_Extrait retenu_
/---

On a découvert aussi que beaucoup de ces pays qui ont profité de leur adhésion à l’OMC, l’organisation mondiale du commerce, n’ont pas respecté les accords de réciprocité. La Chine, par exemple, ne s’est pas privée pour piller des actifs scientifiques et technologiques, copier les process, voler les brevets et surtout ne pas respecter les engagements qu’ils avaient signés sur les conditions de travail et sur la lutte pour l’environnement.

Enfin, la crise du covid et la guerre en Ukraine viennent de nous montrer que nous étions tributaires de nos fournisseurs au mépris des engagements. La crise du Covid nous a privés de composants électroniques, les effets de la guerre ont provoqué une explosion des prix des énergies, des matières premières et des produits agro-alimentaires. Avec des risques de pénurie et de blocage.

\---

_Travail attendu_
Transcrivez l'extrait retenu en entier, sans y changer un seul mot. Les enregistrements ci-dessous forment un matériau distinct.

_Extraits de données_

/---

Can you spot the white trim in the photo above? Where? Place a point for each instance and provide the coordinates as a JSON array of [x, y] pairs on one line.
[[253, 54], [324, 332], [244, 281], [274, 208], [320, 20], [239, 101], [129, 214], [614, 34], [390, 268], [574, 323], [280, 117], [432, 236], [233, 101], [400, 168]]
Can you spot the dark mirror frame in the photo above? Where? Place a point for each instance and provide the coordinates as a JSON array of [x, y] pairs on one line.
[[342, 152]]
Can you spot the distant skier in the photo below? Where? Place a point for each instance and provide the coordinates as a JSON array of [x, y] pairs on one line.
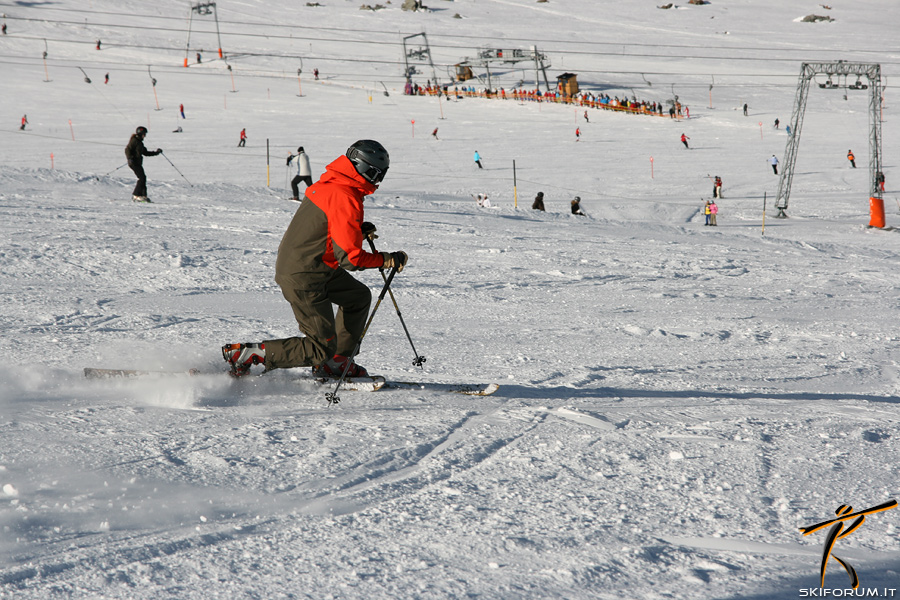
[[323, 242], [135, 152], [304, 173], [576, 206]]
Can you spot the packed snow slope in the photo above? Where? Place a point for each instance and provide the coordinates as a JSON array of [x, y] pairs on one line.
[[676, 400]]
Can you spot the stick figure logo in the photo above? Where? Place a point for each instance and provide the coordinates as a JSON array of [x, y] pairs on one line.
[[837, 532]]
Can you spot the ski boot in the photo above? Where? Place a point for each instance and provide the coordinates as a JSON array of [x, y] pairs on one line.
[[335, 367], [243, 356]]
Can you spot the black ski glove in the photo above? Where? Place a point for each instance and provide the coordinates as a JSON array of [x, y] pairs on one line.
[[394, 260], [368, 230]]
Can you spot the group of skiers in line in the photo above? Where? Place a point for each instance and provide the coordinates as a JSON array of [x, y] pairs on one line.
[[585, 99]]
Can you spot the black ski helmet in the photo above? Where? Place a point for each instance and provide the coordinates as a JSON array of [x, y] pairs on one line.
[[370, 160]]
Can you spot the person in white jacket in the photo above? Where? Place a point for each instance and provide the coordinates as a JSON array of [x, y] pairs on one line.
[[303, 172]]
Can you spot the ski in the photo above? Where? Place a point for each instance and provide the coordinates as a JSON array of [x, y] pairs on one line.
[[467, 389], [372, 383], [92, 373], [353, 384]]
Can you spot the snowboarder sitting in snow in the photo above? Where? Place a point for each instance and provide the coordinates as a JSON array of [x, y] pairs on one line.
[[322, 243], [135, 152]]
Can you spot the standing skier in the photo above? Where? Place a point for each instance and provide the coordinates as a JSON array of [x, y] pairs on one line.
[[322, 243], [576, 206], [135, 153], [304, 173]]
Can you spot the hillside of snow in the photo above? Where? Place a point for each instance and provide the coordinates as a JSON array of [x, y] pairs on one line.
[[676, 401]]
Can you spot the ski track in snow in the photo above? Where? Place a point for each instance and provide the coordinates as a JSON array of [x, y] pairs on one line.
[[676, 400]]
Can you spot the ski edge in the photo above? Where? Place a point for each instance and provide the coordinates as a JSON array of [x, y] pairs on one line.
[[466, 389], [372, 383]]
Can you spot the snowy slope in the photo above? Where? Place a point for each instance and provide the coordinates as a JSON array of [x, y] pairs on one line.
[[676, 400]]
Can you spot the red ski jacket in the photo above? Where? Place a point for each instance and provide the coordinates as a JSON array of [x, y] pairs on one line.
[[325, 233]]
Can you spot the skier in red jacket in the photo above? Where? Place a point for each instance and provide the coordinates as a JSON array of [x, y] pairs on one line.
[[322, 243]]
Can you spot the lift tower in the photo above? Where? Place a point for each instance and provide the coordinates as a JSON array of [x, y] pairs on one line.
[[808, 71], [203, 9]]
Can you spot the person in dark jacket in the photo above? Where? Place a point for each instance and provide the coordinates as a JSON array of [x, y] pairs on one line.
[[576, 206], [135, 152], [322, 243]]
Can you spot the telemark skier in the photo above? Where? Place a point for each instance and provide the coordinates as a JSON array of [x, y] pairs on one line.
[[135, 152], [322, 243]]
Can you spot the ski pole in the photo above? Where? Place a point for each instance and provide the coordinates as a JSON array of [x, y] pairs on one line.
[[176, 168], [332, 396], [418, 360]]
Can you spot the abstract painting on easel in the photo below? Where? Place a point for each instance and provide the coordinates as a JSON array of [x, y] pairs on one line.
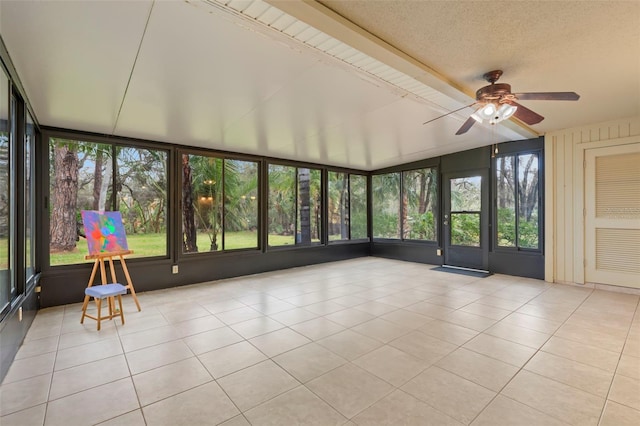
[[104, 231]]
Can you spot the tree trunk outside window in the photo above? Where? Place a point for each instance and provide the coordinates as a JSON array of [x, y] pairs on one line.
[[63, 227]]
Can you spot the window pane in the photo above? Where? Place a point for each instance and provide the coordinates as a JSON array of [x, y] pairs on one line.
[[282, 205], [338, 206], [80, 178], [201, 206], [241, 204], [465, 194], [141, 179], [528, 201], [505, 192], [29, 198], [386, 205], [309, 206], [358, 204], [465, 229], [420, 201], [5, 195]]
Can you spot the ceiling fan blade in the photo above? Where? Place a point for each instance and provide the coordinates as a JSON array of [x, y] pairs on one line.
[[466, 126], [548, 96], [449, 113], [525, 114]]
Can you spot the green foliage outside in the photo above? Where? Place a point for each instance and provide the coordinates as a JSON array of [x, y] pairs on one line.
[[423, 227], [465, 229], [528, 231], [146, 245]]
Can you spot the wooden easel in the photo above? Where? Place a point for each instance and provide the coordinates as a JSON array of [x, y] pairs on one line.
[[99, 261]]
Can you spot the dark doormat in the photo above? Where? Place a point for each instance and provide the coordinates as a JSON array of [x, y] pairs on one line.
[[461, 271]]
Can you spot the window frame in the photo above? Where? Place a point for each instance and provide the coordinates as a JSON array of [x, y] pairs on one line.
[[181, 254], [516, 153], [322, 231], [435, 197], [46, 135]]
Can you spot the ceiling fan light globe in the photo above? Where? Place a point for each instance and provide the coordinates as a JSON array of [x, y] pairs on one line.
[[505, 111], [488, 111]]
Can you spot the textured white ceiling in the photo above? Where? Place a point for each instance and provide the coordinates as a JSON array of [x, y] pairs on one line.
[[238, 76]]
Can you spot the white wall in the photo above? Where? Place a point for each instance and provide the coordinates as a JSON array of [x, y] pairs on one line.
[[564, 192]]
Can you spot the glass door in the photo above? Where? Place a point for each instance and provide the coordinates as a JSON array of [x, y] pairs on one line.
[[465, 221]]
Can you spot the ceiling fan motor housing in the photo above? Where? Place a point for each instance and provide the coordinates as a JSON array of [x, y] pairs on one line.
[[493, 92]]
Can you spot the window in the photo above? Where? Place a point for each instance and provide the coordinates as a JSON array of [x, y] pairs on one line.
[[347, 206], [386, 205], [98, 176], [406, 211], [7, 283], [219, 204], [517, 201], [338, 206], [294, 211], [419, 198], [466, 207], [240, 204], [29, 199], [358, 206]]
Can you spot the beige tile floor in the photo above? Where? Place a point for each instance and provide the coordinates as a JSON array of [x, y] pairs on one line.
[[365, 342]]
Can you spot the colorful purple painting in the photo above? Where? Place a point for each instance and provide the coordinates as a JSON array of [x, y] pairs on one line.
[[104, 231]]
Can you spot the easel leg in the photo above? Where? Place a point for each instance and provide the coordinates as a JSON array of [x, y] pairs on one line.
[[129, 283], [86, 298]]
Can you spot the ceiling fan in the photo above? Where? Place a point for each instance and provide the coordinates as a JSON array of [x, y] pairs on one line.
[[497, 103]]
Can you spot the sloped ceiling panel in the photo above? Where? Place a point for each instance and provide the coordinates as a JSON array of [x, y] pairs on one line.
[[75, 75]]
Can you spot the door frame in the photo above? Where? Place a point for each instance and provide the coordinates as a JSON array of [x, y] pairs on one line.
[[465, 256]]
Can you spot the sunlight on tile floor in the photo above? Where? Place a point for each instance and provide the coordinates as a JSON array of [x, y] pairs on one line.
[[361, 342]]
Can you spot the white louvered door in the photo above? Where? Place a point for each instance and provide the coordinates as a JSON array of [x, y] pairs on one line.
[[612, 215]]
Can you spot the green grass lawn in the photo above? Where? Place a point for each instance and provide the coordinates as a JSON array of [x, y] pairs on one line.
[[147, 245]]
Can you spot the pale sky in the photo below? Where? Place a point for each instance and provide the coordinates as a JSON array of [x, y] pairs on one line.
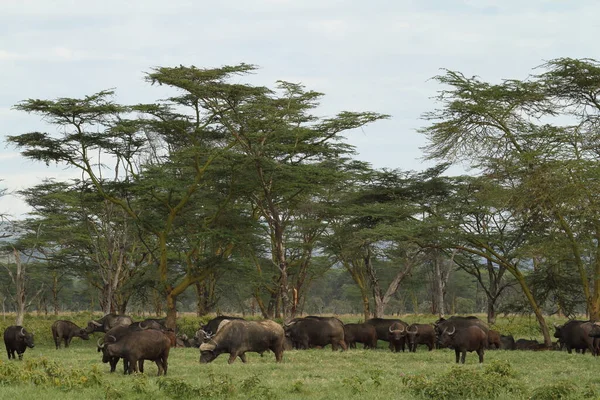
[[364, 55]]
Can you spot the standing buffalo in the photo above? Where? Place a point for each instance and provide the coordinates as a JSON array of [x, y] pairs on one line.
[[576, 335], [382, 326], [210, 329], [397, 336], [420, 334], [107, 322], [507, 342], [311, 332], [16, 338], [470, 338], [494, 341], [459, 323], [136, 346], [361, 333], [239, 336], [67, 330]]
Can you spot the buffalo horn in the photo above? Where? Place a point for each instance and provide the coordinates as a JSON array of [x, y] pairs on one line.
[[453, 331]]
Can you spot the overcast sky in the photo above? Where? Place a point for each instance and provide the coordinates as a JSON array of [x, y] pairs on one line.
[[364, 55]]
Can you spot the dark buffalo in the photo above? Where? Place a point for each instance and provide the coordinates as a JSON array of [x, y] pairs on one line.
[[494, 341], [360, 333], [397, 336], [16, 338], [420, 334], [67, 330], [239, 336], [147, 324], [527, 344], [382, 326], [458, 322], [210, 329], [507, 342], [470, 338], [135, 346], [576, 335], [107, 322], [306, 333], [184, 341]]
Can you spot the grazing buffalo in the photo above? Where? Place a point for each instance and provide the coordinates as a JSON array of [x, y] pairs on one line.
[[210, 329], [527, 344], [420, 334], [469, 338], [135, 346], [184, 341], [16, 338], [306, 333], [67, 330], [146, 324], [459, 323], [382, 326], [576, 335], [494, 341], [107, 322], [239, 336], [397, 336], [360, 333], [507, 342]]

\---

_Votre réponse_
On a découvert aussi que beaucoup de ces pays qui ont profité de leur adhésion à l’OMC, l’organisation mondiale du commerce, n’ont pas respecté les accords de réciprocité. La Chine, par exemple, ne s’est pas privée pour piller des actifs scientifiques et technologiques, copier les process, voler les brevets et surtout ne pas respecter les engagements qu’ils avaient signés sur les conditions de travail et sur la lutte pour l’environnement.

Enfin, la crise du covid et la guerre en Ukraine viennent de nous montrer que nous étions tributaires de nos fournisseurs au mépris des engagements. La crise du Covid nous a privés de composants électroniques, les effets de la guerre ont provoqué une explosion des prix des énergies, des matières premières et des produits agro-alimentaires. Avec des risques de pénurie et de blocage.